#### [Instructions]
**a.** Reproduce the On the Town column word for word, starting with "Greetings fellow Santa" and going on through "has to offer!".
**b.** Carry the On the Town column forward from its final sentence, writing the passage that would come next.

#### [Text block]
On the Town with Jason Downs

| Entertainment | February 20, 2020

By Jason Downs

Greetings fellow Santa Claritans and welcome to a column that’s all about having fun around town! We’re fortunate enough to live in one of the great entertainment meccas of the world. Join me as we celebrate all the area has to offer!

Here’s what I got up to this week: The Newhallywood Silent Film Fest at Hart Park and an afternoon with Douglas Fairbanks!

As you know, friends, I’m a sucker for history and nostalgia, especially as it pertains to my favorite of the arts — performance and filmmaking. These two crafts have collided right here in Newhall for a hundred years and to celebrate that fact the City of Santa Clarita, the William S. Hart Museum, and the SCV Historical Society put together a wonderful tribute this weekend.

Not only were silent films shown throughout (with live accompaniment), including Mary Pickford’s “Little Annie Rooney” and Douglas Fairbanks’ “The Mask of Zorro,” but costumes and artifacts from Pickford and Fairbanks films were on display, slapstick acting workshops were given, bus tours were offered, and even a special romantic Valentine’s Dinner with a screening of Fairbanks in “The Black Pirate.” (Incidentally, “The Black Pirate” one of the first films ever to appear in Technicolor, a company which Fairbanks is credited for saving by championing its technology.)


This was a wonderful event and I was thrilled to see so many folks enjoying the Newhallywood festival as much as I did. Attending a jam packed presentation about the life of Douglas Fairbanks led by Tracey Goessel, who recently released a highly researched and lovingly told biography on Fairbanks, was both enlightening and entertaining. It was a privilege to hear the author speak about ‘Doug’ and all she had learned writing her amazing account of the inimitable man’s life. By the end of her presentation the audience couldn’t help but join the Fairbanks fan club, myself included.

Her book is entitled “The First King of Hollywood” and I highly recommend it. I bought a copy and have been reading it all week. Mrs. Goessel’s prowess with a pen, engaging style and infectious admiration for her subject is perfectly suited for the spirit of Douglas Fairbanks who veritably leaps from her prolific pages with the boundless swashbuckling joy the man is so well known for.

This guy was amazing. He not only made some 200 films, but he also co-founded United Artists with wife, Mary Pickford (the biggest star on planet earth at the time), Charlie Chaplin, and D.W. Griffith, but also co-founded the Academy of Motion Picture Arts and Sciences and served as its first president, which still brings us the Oscars every year to celebrate achievement in the film industry. Fairbanks served as the ceremony’s first host.

#### [Data to examine]
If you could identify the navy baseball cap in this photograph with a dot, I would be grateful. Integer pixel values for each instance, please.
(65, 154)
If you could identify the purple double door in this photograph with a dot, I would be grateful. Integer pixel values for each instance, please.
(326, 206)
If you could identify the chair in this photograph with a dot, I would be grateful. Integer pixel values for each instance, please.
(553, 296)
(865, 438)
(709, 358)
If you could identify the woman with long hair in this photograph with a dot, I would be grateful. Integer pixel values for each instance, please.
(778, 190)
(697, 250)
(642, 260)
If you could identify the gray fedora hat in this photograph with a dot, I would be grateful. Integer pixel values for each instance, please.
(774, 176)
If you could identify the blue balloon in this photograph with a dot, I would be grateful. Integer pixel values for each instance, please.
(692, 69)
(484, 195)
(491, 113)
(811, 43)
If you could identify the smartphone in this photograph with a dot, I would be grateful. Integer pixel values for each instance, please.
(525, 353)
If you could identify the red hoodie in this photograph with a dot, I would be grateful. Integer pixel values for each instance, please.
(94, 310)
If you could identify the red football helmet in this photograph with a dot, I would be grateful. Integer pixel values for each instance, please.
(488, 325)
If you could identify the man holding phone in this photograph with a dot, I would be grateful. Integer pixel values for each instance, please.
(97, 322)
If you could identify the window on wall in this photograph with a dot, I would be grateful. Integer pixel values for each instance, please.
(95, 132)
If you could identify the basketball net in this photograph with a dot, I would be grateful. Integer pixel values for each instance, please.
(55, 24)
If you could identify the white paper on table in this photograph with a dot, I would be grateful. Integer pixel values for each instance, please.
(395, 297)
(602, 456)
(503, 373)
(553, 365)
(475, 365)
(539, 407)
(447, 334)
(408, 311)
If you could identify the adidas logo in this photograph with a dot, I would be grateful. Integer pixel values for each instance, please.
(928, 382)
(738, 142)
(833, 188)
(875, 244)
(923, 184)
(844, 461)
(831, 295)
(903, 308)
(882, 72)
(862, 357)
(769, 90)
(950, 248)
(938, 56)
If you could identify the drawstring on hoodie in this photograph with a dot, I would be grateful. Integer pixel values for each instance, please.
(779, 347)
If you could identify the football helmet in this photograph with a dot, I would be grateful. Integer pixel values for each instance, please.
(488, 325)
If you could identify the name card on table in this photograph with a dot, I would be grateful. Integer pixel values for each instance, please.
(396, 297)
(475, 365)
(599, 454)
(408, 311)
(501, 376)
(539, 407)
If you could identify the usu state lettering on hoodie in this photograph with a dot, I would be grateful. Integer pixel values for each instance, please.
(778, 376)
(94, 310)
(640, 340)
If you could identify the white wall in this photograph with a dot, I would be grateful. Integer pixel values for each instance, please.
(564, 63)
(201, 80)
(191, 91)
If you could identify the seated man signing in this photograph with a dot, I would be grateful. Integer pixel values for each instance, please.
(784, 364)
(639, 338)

#### [Responses by item number]
**a.**
Greetings fellow Santa Claritans and welcome to a column that’s all about having fun around town! We’re fortunate enough to live in one of the great entertainment meccas of the world. Join me as we celebrate all the area has to offer!

**b.**
Interestingly, Fairbanks was the first celebrity to move to the wilds of Beverly Hills, at the time a barren wasteland. Soon, he and Mary Pickford’s home, affectionately known as Pickfair, became the hot spot for all of Hollywood royalty…and actual royalty from all over the world. And this was the magic of the silent film era; it truly was a universal language, and Douglas Fairbanks and Mary Pickford were the first king and queen to reign supreme the world over; internationally loved by everyone.

Understandable, watching Fairbanks bound about, doing incredible stunts with an infectious smile on his face. He was the original Superman, Spiderman, Robin Hood, Zorro, and Romeo all rolled into one, literally paving the way for all the action stars and superheroes to follow.

For anyone who hasn’t walked through William S. Hart’s incredible home, which has been maintained exactly as he left it when he died, you must make the trip. I see something new every time I go. At one point, I was standing in William S. Hart’s bedroom speaking with Mr. John Smith, docent and sage historian at the Hart Museum, and Tracey Goessel, the biographer I mentioned earlier, about the shared history of these two giants, Fairbanks and Hart, in the early industry. (William S. Hart was asked to be the fifth founder of United Artists but was given an offer by Paramount he couldn’t refuse.) The two were lamenting how a proper biography of Hart was yet to be written. My attempts to give birth to a partnership between Mr. Smith and Mrs. Goessel right then and there by saying, “Hey, you should team up and write it,” may or may not come to fruition but I do believe a proper biography on the original cowboy star will be the result of that meeting someday…from at least one of us!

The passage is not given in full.